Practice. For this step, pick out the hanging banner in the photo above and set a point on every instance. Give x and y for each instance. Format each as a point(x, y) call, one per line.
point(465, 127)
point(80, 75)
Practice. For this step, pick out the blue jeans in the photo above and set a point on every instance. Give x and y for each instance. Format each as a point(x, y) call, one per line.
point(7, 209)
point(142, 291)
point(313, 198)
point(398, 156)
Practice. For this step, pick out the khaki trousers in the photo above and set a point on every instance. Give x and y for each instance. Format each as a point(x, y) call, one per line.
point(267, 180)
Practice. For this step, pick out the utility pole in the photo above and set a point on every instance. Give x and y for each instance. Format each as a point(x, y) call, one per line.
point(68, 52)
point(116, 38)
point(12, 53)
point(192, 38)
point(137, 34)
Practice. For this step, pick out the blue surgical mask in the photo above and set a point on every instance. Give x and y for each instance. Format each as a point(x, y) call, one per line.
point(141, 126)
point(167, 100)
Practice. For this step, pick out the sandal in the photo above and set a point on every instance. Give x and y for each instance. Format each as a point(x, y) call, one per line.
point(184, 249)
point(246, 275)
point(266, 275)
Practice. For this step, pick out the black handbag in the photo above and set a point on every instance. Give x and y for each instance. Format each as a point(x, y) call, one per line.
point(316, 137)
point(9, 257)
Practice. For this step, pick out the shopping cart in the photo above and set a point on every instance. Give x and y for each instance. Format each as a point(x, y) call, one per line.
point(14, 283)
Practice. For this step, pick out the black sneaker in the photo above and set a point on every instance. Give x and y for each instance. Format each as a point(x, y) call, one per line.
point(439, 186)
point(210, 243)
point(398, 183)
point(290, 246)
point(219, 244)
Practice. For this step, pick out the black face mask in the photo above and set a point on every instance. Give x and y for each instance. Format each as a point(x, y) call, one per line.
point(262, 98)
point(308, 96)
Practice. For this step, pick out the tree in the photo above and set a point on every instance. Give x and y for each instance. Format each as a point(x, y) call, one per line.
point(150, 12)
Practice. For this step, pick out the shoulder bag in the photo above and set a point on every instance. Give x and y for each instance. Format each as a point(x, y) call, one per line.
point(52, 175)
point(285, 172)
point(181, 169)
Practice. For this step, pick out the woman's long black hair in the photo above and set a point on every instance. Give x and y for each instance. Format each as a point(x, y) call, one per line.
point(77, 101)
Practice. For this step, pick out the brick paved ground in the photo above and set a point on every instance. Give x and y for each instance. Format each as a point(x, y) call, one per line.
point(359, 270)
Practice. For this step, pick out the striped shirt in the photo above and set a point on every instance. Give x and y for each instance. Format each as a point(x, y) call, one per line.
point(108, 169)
...
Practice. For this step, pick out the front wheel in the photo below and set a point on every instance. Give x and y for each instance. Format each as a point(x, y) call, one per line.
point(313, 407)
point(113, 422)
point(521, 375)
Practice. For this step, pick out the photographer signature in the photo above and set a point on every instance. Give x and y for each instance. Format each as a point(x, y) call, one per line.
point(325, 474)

Problem statement: Copy the data verbatim, everything from the line containing "Practice. For this step, pick out the hanging" down to the line containing "point(167, 100)", with both of those lines included.

Full solution:
Practice. For this step, pick out the hanging banner in the photo above and set a point on every instance. Give x and y for each instance. Format each as a point(x, y) call, one per line.
point(465, 127)
point(80, 75)
Practice. For this step, pick out the blue jeans in the photo above and set a point on every instance. Give x and y for each instance. Format each as a point(x, y) call, one per line.
point(7, 209)
point(142, 291)
point(313, 198)
point(398, 156)
Practice. For this step, pick out the khaki trousers in the photo above and set a point on every instance. Give x and y for each instance. Format each as a point(x, y) call, one per line.
point(267, 180)
Practice. For this step, pick out the utility pole in the photo above and set a point on every instance. Give x and y for each instance. Format each as a point(x, y) call, one per line.
point(68, 52)
point(116, 38)
point(12, 53)
point(192, 38)
point(137, 34)
Practice. For this step, pick out the blue surgical mask in the photo above and set a point on every instance. Give x and y for each instance. Format each as a point(x, y) call, one per line.
point(141, 126)
point(167, 100)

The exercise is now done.